Directive — Copy out the records word for word, from the line containing "Given this scan, please locate the reflection" through the line containing "[250,387,338,441]", both lines included.

Stored data —

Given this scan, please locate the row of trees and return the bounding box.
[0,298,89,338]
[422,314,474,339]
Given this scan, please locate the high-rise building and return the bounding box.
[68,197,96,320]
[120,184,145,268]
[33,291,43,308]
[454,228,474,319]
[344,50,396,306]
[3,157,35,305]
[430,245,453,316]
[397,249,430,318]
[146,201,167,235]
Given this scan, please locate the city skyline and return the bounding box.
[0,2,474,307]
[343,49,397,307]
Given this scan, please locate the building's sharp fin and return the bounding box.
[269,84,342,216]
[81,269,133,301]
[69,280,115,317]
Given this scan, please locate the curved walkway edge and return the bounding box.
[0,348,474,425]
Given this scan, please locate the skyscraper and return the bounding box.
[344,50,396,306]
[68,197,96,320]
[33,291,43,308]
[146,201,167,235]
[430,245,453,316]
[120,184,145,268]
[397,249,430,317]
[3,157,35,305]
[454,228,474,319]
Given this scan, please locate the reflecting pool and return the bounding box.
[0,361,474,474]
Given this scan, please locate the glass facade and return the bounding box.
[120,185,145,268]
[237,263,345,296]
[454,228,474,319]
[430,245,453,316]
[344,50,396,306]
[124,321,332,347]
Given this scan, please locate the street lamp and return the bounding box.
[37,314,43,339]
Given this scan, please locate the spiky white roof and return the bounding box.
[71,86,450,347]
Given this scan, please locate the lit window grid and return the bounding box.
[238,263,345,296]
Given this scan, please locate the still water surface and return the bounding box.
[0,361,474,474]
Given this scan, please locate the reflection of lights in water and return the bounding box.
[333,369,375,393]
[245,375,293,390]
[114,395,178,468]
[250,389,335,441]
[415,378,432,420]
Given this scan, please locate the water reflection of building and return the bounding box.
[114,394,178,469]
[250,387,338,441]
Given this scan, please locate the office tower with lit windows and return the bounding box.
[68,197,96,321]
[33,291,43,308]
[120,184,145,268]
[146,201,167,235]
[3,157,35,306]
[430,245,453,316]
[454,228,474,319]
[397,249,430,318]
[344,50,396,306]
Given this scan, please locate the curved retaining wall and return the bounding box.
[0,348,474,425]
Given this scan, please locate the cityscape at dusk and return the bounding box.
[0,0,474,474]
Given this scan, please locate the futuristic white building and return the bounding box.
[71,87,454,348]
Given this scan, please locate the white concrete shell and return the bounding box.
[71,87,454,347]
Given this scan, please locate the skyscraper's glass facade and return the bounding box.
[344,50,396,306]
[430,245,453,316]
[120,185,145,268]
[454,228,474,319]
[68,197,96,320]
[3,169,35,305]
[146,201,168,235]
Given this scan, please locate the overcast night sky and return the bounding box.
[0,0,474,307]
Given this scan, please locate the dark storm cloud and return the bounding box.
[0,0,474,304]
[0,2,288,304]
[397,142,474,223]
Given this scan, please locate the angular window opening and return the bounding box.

...

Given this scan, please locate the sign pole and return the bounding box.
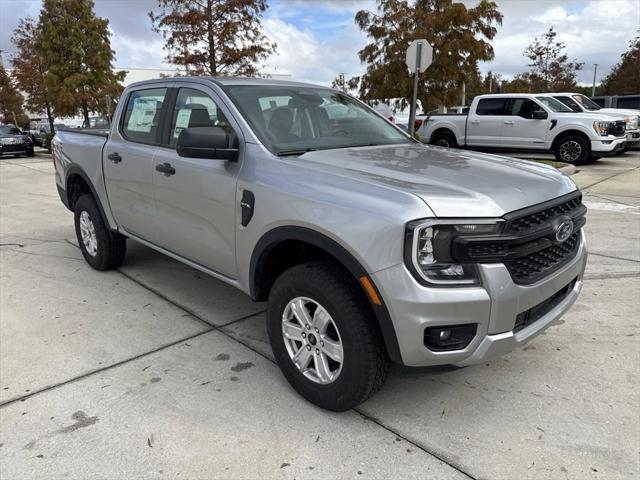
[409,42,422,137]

Output below —
Given this scan, please locate the reflection of lights in water and return the bounding box.
[333,369,375,393]
[245,375,293,390]
[114,395,178,468]
[250,389,335,441]
[415,378,432,420]
Given this scan, please locate the water reflection of building and return the bounding box.
[114,394,178,469]
[250,387,338,441]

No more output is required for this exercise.